Text block:
Uranium had also been used in glassmaking long before scientists identified it, to give glass a yellow or green tint. Uranium glass has been found dating back to antiquity (see this article by Peter Kurzmann).
Annales de Chimie et de Physique, tome XXXVIII contains a translation of a dissertation presented by George Gabriel Stokes at the Royal Society in 1852. Stokes mentions substances that, when illuminated by a given light, emit a different light. On page 500, one can read:
Some samples of yellow Bohemia glass were reported by Mr. Brewster as diffusing a nice yellow light. Mr. Stokes found the same property in yellow glass made in England and sold under the name canary glass.
Yellow Bohemia glass and canary glass both contain uranium.
In 1852, when Stokes presented his work, Henri Becquerel had just been born. But there was a French scientist of that time who was studying light and took an interest in Stokes’ research: Edmond Becquerel, Henri’s father. He is actually mentioned in the text from Annales de Chimie et de Physique, tome XXXVIII, referenced above:
In an experiment where a pure spectrum is cast upon a vase filled with a solution of quinine sulfate, the blue light that is diffused, extending beyond the violet, exhibits broad dark stripes […]. Mr. Stokes provided, in Fig. I, a drawing of these dark stripes as they appeared in his experiments, and this drawing bore a striking resemblance to that which Edmond Becquerel obtained through photographic experiments.
source: https://gallica.bnf.fr/ark:/12148/bpt6k34779r/f494.item
In 1857 and 1858, Edmond Becquerel published two essays compiled under the title “Recherches sur divers effets lumineux qui résultent de l’action de la lumière sur les corps”. He references Stokes’ work on light, as well as findings on colored glass, which he calls “uranium glass”:
This physicist hath observed these effects in bodies which are not phosphorescent, and among which may be mentioned, as is known, quinine bisulfate, uranium glass, and an alcoholic solution of chlorophyll.
source: https://gallica.bnf.fr/ark:/12148/bpt6k34796b/f60.item
Edmond Becquerel stated that these bodies “are not phosphorescent.” In reality, phosphorescence does occur in them, but it lasts for such a short time that it cannot be seen by the human eye. Edmond Becquerel understood this and built a device called the “phosphoroscope,” which could measure phosphorescence with extremely short durations.

What to work on:
A. In the passage on uranium glass, under what name was the yellow glass made in England sold?
B. Write the next part of the passage on uranium glass, picking up after its final sentence.

Dataset content:
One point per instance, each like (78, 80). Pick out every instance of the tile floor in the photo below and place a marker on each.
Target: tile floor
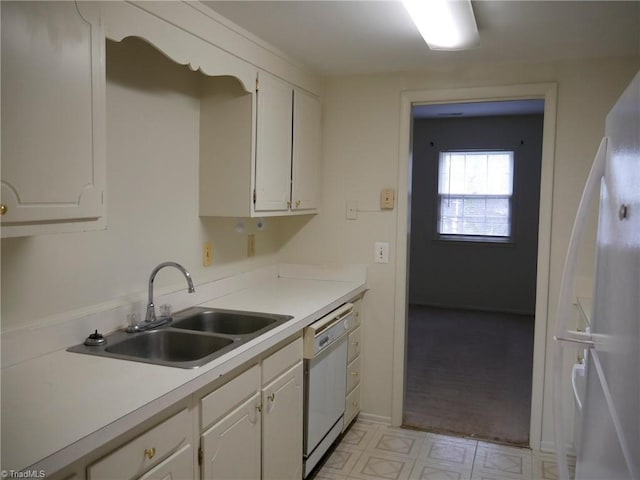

Expected results:
A. Canary glass.

B.
It is because phosphorescence is so difficult to observe in uranium glass that Edmond Becquerel took such an interest in it. When Henri Becquerel continued his father’s work on phosphorescence, he therefore studied, among other things, substances that contained uranium. Henri Becquerel even mentioned his father in his presentations on uranium at the French Academy of Sciences:
The properties of the luminous radiation emitted by this substance were once studied by my father, and I had since the occasion to signal some of the interesting peculiarities of this luminous radiation.
In the end, the radioactivity of uranium that Henri Becquerel discovered has nothing to do with the phosphorescence of uranium that his father was studying. It is a discovery that is largely due to chance. But not entirely. Did scientists already have a sense that there was something odd about uranium? In the 1850s and 1860s, Abel Niépce de Saint-Victor regularly presented his work on photography to the French Academy of Sciences (see, for instance, his presentation on March 1, 1858), in which he frequently used uranium. He referenced the work of Edmond Becquerel and even suggested the existence of a “radiation that is invisible to our eyes”:
I then wrapped a needle within a sheet of paper soaked in uranium azotate […].
The results of my experiments lead me to conclude that this persistent activity, imparted by light to all these porous bodies—even the most inert among them—cannot be attributed to phosphorescence, for such an effect could not endure so long, according to the experiments of Mr. Edmond Becquerel. It is, therefore, more likely to be a radiation invisible to our eyes.
Thanks to Valeria Tettamanti for reviewing the French version of this text, and to Kathy “Kathy Loves Physics” Joseph for making the video that inspired me to write this article.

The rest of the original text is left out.